PASSAGE TO READ:
============================================================
Back when Republicans were trying to come up with a way to repeal the Affordable Care Act, they quickly realized that while most Americans had only a vague sense of what was in the law, there were parts of it that were extraordinarily popular. That included the expansion of Medicaid, allowing young people to stay on their parents’ insurance up to age 26, and forbidding insurance companies from denying anyone coverage or charging them more because of pre-existing conditions, which just about all of us either already have or will one day have.

The popularity of those provisions made repeal politically dangerous, so Republicans decided to leave the popular parts in place and try to repeal only the unpopular parts. Even that, however, proved impossible to do, and in the end they settled for a small morsel: Tucked into their tax cut bill was a provision effectively repealing the individual mandate by reducing the fine for not carrying insurance to zero.

Which set the stage for a new lawsuit from a group of conservative states seeking to strike down the entire ACA, and now the Trump administration has taken a position in that lawsuit that is utterly spectacular in its legal and political foolishness.

It’s so foolish, in fact, that it could wind up making something like single-payer health care — gasp! — a reality.

For now, I don’t want to go too deeply into the legal issues at play; this post from Nicholas Bagley explains it all. The short version is that the administration is refusing to defend the ACA in court, even though it’s standard practice for the Justice Department to defend laws even when they don’t agree with them. Jonathan Cohn summarizes the position they’re taking, particularly with regard to pre-existing conditions:

The lawsuit’s key argument is that Congress intended for the pre-existing condition protections to work in tandem with the law’s individual mandate, the provision that people have insurance or pay a penalty. Now that Congress has decided to zero out the penalty, as Republicans did last year as part of the 2017 tax cut, the pre-existing conditions have to go, too.
That would mean insurers would no longer be subject to “guaranteed issue” (a requirement that they sell policies to anybody, regardless of medical status) or “community rating” (a prohibition on charging higher premiums to people with pre-existing conditions).

Most legal scholars seem to think this suit is unlikely to succeed. But take a moment to marvel at the position the administration has taken: They think insurance companies should once again be able to deny you coverage or charge you outrageous premiums because you have a pre-existing condition.
============================================================
RECORDS:
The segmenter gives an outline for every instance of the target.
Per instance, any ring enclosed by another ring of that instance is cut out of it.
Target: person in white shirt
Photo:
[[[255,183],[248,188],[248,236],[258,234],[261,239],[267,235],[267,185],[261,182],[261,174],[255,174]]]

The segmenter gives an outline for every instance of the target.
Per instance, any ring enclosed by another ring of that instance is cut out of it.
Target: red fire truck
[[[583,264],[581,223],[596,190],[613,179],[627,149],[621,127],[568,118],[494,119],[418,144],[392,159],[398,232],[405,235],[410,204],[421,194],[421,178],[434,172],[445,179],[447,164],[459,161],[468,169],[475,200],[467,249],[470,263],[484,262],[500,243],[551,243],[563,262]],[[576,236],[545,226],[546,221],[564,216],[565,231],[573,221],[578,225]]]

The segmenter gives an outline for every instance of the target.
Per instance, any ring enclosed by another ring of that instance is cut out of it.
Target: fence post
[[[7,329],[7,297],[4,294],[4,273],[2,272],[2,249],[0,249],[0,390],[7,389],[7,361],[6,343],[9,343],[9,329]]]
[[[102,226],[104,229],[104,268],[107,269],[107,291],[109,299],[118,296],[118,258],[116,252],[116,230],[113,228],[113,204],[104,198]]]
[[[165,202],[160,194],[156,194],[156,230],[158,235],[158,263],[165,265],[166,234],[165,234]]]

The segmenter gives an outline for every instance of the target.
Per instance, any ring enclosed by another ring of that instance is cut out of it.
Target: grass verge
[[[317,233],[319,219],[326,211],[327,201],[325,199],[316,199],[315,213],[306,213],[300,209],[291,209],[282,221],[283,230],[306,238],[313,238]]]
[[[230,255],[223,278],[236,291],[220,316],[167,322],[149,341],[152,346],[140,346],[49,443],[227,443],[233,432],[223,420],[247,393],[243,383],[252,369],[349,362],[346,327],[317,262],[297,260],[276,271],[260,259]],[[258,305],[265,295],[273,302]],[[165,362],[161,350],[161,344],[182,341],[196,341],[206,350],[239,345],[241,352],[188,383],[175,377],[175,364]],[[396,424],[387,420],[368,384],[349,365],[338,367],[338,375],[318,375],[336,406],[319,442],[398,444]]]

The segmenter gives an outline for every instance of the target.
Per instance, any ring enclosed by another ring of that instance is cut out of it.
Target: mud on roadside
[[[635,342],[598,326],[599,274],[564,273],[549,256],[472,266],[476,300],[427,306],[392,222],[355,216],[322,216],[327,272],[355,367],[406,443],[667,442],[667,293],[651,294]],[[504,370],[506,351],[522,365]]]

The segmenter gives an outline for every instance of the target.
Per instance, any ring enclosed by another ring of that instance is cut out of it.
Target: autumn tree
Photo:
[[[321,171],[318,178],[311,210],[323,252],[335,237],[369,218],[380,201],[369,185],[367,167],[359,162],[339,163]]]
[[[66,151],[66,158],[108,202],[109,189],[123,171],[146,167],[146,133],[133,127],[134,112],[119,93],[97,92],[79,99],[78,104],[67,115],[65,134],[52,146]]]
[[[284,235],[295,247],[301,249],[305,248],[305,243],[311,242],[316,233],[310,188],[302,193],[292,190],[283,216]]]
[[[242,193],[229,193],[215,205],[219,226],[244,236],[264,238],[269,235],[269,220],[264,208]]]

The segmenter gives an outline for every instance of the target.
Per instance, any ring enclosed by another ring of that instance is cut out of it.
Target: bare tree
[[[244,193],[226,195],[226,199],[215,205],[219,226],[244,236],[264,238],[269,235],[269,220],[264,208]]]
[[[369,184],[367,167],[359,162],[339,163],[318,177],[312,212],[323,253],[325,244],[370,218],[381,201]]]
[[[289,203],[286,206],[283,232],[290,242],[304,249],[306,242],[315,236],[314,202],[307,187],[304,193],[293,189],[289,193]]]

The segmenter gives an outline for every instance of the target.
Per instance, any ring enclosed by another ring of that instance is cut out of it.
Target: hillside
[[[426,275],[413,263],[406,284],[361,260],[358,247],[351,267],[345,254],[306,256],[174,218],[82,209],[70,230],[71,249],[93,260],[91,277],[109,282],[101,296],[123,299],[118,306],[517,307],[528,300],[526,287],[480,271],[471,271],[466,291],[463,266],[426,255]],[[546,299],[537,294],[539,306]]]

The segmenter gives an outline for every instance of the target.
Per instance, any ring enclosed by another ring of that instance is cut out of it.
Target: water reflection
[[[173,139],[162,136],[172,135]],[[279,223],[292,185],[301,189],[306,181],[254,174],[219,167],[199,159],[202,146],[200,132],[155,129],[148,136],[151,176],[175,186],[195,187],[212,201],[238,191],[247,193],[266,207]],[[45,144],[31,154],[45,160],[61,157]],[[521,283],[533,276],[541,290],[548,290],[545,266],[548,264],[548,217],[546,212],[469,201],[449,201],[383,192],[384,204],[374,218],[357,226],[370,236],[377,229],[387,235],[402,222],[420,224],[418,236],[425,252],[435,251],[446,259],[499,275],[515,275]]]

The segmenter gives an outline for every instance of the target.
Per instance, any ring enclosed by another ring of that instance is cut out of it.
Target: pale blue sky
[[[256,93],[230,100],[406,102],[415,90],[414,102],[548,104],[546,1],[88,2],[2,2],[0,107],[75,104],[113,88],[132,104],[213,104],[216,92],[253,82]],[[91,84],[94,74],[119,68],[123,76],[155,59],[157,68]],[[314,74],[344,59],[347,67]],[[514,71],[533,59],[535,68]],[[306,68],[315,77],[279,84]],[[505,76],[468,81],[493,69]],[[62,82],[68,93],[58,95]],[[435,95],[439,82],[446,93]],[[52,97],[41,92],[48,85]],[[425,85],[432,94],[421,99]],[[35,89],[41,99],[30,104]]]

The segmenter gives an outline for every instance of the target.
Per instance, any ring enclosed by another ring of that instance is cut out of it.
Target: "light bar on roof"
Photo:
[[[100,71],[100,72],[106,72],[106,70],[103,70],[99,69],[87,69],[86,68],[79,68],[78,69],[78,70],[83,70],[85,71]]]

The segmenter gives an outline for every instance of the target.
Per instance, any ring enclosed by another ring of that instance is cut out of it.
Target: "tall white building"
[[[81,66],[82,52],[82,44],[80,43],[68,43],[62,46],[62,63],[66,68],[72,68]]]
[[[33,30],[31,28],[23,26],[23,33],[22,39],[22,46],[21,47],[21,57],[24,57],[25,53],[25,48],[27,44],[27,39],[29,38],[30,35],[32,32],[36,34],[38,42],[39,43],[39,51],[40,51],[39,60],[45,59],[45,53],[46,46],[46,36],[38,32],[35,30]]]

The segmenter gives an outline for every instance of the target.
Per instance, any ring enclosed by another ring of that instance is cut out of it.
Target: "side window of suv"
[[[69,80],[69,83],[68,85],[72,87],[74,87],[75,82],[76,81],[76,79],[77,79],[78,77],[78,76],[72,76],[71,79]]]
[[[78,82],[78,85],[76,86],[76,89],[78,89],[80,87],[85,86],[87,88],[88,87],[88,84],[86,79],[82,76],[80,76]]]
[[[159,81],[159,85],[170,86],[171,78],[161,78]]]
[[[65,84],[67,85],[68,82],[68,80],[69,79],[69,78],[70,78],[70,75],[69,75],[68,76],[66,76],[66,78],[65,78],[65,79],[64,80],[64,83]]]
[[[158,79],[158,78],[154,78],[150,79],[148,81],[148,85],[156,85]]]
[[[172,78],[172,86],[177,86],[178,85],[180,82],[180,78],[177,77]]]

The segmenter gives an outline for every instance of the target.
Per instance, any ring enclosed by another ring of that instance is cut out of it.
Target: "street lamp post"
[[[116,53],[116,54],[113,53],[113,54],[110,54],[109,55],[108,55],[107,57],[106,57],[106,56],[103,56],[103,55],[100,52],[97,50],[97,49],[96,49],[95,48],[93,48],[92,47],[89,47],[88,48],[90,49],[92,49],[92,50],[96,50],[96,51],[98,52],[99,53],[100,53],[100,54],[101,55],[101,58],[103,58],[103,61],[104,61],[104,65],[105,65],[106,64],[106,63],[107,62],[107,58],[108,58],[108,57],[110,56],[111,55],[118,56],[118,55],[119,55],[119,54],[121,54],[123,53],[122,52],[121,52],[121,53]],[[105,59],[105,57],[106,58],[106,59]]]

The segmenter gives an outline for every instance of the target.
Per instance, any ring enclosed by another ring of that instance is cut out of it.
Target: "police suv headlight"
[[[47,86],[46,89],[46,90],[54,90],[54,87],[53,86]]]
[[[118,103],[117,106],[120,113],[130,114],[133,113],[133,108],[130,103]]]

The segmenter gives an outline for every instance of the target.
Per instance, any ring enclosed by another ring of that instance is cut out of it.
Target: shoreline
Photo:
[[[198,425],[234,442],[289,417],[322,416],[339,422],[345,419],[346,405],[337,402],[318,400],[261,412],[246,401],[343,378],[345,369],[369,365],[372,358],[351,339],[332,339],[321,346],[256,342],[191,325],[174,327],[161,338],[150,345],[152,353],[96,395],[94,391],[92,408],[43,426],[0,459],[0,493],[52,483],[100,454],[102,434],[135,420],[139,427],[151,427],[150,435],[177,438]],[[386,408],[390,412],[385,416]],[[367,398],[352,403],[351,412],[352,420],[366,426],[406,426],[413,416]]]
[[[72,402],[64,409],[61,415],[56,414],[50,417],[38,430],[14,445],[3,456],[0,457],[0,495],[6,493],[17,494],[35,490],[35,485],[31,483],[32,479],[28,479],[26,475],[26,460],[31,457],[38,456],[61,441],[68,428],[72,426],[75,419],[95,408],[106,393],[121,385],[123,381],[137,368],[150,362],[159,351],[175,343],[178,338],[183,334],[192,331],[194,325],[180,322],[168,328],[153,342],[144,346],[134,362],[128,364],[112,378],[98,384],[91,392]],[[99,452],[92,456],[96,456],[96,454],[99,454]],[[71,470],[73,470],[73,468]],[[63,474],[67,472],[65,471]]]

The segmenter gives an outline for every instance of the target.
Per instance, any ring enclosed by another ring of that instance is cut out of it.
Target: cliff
============================================================
BRIEF: Please carry on with the article about the Affordable Care Act lawsuit, starting right after its last sentence.

OUTPUT:
If Democrats don’t repeat that sentence a thousand times a day between now and November, they’re nuts.

Indeed, polls have shown over and over again that the policy issue most on voters’ minds right now is health care. In Virginia’s 2017 elections, for instance, exit polls showed health care far and away the most important issue for voters, and those who said it was their top issue picked Democrat Ralph Northam over Republican Ed Gillespie in the governor’s race by a margin of 77-22 percent. A recent HuffPost/YouGov poll also found that health care is voters’ top issue. As much as president Trump may dominate the headlines, the increasing cost of care is weighing heavily on voters.

And now, the Trump administration has told the public that they want to make things much, much worse. Not only may health insurance continue getting less affordable, they even want to take away the pre-existing conditions protection you now enjoy, all while they’re working hard to destabilize the private insurance market.

So they have an absurd legal theory in this case, no policy theory of how what they’re doing will actually make things better, and no political theory about how this will help them.

What happens now? Democrats will gleefully hammer away on Republicans for doing this. Which will make it more likely that the Democrats will take back the House and/or the Senate. It will also make it more likely that they take back the White House in two years. If they do, they’ll conclude, not unreasonably, that they have a mandate to pursue sweeping health care reform. Support for universal coverage in one form or another has all but become dogma in the Democratic Party, and no presidential contender is going to propose modest, technocratic changes to the system. That day is behind us. They’ll be advocating bold, ambitious plans that would radically increase government’s role in the provision of health insurance.

If they succeed, it will be in no small part because Republicans made voters so disgusted with the existing health care system and afraid for their own health security that they’re willing to support radical change.

There’s an old Marxist idea that sometimes you need to “heighten the contradictions,” making the problems of the current system even worse so you can more quickly bring about the revolution that will replace that system with something better. If you didn’t know better, you’d think that today’s Republican Party is doing just that on the issue of health care, in the service of exactly the kind of big-government universal program they claim to despise.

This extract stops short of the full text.